/---

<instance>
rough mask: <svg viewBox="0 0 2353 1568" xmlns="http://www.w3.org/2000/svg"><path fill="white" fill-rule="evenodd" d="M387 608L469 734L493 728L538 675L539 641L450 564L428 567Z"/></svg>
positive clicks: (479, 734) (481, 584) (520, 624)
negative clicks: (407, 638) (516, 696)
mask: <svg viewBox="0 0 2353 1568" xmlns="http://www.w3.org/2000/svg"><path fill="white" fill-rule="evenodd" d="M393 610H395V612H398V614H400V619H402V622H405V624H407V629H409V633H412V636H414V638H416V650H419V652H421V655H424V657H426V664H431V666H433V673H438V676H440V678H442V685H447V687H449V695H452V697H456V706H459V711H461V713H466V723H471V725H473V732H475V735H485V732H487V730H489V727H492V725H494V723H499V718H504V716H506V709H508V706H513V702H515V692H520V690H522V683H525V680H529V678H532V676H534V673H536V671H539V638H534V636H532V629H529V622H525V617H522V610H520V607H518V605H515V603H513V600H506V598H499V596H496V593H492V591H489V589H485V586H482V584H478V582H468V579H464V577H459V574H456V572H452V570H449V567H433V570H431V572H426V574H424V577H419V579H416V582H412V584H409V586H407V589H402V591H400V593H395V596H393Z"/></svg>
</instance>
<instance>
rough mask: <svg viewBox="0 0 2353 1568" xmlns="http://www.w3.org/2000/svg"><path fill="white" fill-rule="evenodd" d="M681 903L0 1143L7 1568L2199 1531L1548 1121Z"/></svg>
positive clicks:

\---

[THE TASK] All lines from the one containing "903L0 1143L7 1568L2199" through the end of the listing above are to be restated word for word, and no others.

[OUTPUT FOR THIS EXERCISE]
rough mask: <svg viewBox="0 0 2353 1568" xmlns="http://www.w3.org/2000/svg"><path fill="white" fill-rule="evenodd" d="M681 903L0 1143L7 1568L2199 1531L1548 1121Z"/></svg>
positive clicks:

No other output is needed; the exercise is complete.